*** Records to process Section Begins ***

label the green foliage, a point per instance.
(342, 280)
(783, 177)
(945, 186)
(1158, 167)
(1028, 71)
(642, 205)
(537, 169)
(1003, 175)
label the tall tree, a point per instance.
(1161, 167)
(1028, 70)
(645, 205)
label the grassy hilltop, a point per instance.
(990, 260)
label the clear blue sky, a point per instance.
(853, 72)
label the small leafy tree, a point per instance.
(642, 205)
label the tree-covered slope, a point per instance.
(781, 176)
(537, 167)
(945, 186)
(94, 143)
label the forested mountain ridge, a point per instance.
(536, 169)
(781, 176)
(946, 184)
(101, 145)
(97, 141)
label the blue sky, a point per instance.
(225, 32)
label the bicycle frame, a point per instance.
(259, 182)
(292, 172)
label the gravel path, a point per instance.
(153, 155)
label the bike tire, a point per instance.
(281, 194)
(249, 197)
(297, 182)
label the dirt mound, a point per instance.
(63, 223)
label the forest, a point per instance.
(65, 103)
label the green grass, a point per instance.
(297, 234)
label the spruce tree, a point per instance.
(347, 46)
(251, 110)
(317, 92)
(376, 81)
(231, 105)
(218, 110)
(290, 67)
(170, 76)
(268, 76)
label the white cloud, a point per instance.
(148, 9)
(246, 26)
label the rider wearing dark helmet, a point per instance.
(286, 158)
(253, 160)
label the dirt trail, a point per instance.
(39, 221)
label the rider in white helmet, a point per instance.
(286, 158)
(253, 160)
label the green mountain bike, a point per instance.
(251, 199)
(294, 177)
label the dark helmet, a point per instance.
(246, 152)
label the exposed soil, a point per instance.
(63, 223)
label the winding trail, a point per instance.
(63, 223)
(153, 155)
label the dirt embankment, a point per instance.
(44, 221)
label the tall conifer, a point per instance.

*** Records to process Section Ends ***

→ **Assigned task**: Please write out the records from above, keeping every line exact.

→ **Task response**:
label the green foliage, a point per instance.
(342, 280)
(783, 177)
(945, 186)
(1158, 167)
(1028, 71)
(642, 205)
(537, 169)
(1003, 175)
label the tall tree, a point per instance.
(1161, 167)
(1028, 70)
(645, 205)
label the grassy hilltop, a point per instance.
(990, 260)
label the clear blue sky, a point per instance.
(853, 72)
label the small leafy tree, a point per instance.
(642, 205)
label the tree-covered slope, a point per instance.
(781, 176)
(537, 167)
(945, 186)
(94, 143)
label the forested mountain ridge, a point per instance.
(536, 169)
(781, 176)
(946, 184)
(101, 145)
(97, 141)
label the blue sky, a point per instance.
(225, 32)
label the bicycle frame, a point per instance.
(259, 182)
(292, 172)
label the gravel path, a point per instance.
(153, 155)
label the bike tire, a point per instance.
(281, 194)
(249, 197)
(297, 182)
label the dirt mound, a point per instance.
(63, 223)
label the forest, a point per instance.
(65, 103)
label the green grass, a point per instance.
(297, 234)
label the spruce tree, a point per instance.
(347, 46)
(251, 110)
(317, 92)
(376, 81)
(231, 105)
(218, 110)
(290, 67)
(170, 76)
(268, 76)
label the white cloud, a point per instance.
(148, 9)
(246, 26)
label the rider wearing dark helmet, a point per instance.
(286, 158)
(253, 160)
label the dirt trail, a point per instance.
(39, 221)
label the rider in white helmet, a point per instance.
(286, 158)
(253, 160)
label the green mountain bike, a point per instance.
(251, 199)
(294, 177)
label the dark helmet, a point per instance.
(246, 152)
label the exposed soil, a point per instance.
(63, 223)
label the winding trail, a point per instance.
(63, 223)
(153, 155)
label the dirt embankment, a point per instance.
(44, 221)
label the tall conifer, a point per instance.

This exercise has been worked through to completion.